» Task item
Each entry below needs to be reproduced exactly as given.

Saved data entries
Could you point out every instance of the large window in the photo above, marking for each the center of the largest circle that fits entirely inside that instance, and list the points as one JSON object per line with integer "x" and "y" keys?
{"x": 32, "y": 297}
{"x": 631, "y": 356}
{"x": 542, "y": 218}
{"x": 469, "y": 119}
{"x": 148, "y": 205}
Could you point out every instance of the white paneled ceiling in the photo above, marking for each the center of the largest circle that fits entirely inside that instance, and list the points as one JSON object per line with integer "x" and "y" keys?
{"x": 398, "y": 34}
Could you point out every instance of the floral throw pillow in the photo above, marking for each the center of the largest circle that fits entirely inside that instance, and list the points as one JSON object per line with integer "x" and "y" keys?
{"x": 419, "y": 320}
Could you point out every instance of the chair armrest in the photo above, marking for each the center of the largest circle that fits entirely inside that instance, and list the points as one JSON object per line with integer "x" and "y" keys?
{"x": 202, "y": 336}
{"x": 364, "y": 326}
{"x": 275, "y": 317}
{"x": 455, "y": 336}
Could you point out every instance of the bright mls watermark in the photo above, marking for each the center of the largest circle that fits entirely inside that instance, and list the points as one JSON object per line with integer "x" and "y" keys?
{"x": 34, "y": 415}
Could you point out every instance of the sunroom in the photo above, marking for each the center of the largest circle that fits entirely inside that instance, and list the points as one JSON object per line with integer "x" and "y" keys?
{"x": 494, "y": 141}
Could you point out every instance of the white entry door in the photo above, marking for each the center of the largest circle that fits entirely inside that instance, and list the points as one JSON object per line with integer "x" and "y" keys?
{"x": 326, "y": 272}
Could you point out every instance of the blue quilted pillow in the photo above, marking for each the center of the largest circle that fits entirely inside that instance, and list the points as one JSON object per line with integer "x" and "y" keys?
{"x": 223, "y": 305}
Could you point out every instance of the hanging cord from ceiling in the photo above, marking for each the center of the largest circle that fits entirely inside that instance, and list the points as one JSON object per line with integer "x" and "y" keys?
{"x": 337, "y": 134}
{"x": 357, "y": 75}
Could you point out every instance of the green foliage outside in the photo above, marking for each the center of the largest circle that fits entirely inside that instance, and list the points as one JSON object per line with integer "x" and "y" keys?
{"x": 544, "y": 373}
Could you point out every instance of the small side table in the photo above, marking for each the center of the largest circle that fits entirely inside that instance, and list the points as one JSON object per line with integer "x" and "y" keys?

» Task result
Could you point out every instance of the large window in the photo above, marking for each the center of the largest circle that fits entirely inside that instance, and list the points as one JSON object per line with integer "x" and "y" keys?
{"x": 32, "y": 297}
{"x": 631, "y": 356}
{"x": 542, "y": 218}
{"x": 469, "y": 119}
{"x": 148, "y": 205}
Could you point out every instance of the white paneled ceiling in the photo above, marking for each the center of the largest circle that fits entirely inside that instance, and list the points as one JSON object per line with integer "x" and "y" keys?
{"x": 398, "y": 34}
Could you point out every instance of the floral throw pillow in the photo above, marking for each the center of the largest circle that fits entirely inside that instance, and list the points as one JSON object per line with integer "x" and "y" keys?
{"x": 419, "y": 320}
Could you point out every instance of the chair armrest in the photo above, marking for each the center of the largest circle that fits entirely inside that instance, and list the points as one JSON object per line with integer "x" and "y" keys?
{"x": 202, "y": 336}
{"x": 364, "y": 326}
{"x": 275, "y": 317}
{"x": 455, "y": 336}
Could you point out every instance of the bright mls watermark in the photo above, marking for each the center of the largest circle that fits entirely inside that instance, and list the points as one JSON object per line with integer "x" and "y" keys?
{"x": 34, "y": 415}
Could you point out every instance of the sunroom in the photo above, marking for each the center of the largest circle that fits entirely inside that instance, and list the points as one JSON object per line with integer "x" and "y" keys?
{"x": 494, "y": 141}
Could you point out every instance of the white entry door in the photo above, marking for each the center of the largest circle that fits entirely inside that instance, and list the points as one JSON object per line with integer "x" and "y" keys?
{"x": 326, "y": 272}
Could you point out every instance of the blue quilted pillow in the photo above, marking for each the center of the largest circle that fits entirely inside that instance, and list the points as one JSON object per line with integer "x" and "y" keys?
{"x": 223, "y": 305}
Could you point out every instance of the hanging cord from ceiling in the photo above, marking for each the center of the largest circle that fits entirely inside that instance, and list the points as one JSON object per line with integer "x" and "y" keys?
{"x": 337, "y": 134}
{"x": 357, "y": 75}
Could you point out every instance of the green foliage outside in the photo above, marking for each the center of the largest circle that fits entirely inside that instance, and list the points as one JSON object per line with integer "x" and "y" keys?
{"x": 544, "y": 373}
Could you point out every instance of the small side table in the photo above, marking for each the center of the largest circle that fits entirely inside that instance, and list the points as one JSON object per line with integer "x" and "y" keys?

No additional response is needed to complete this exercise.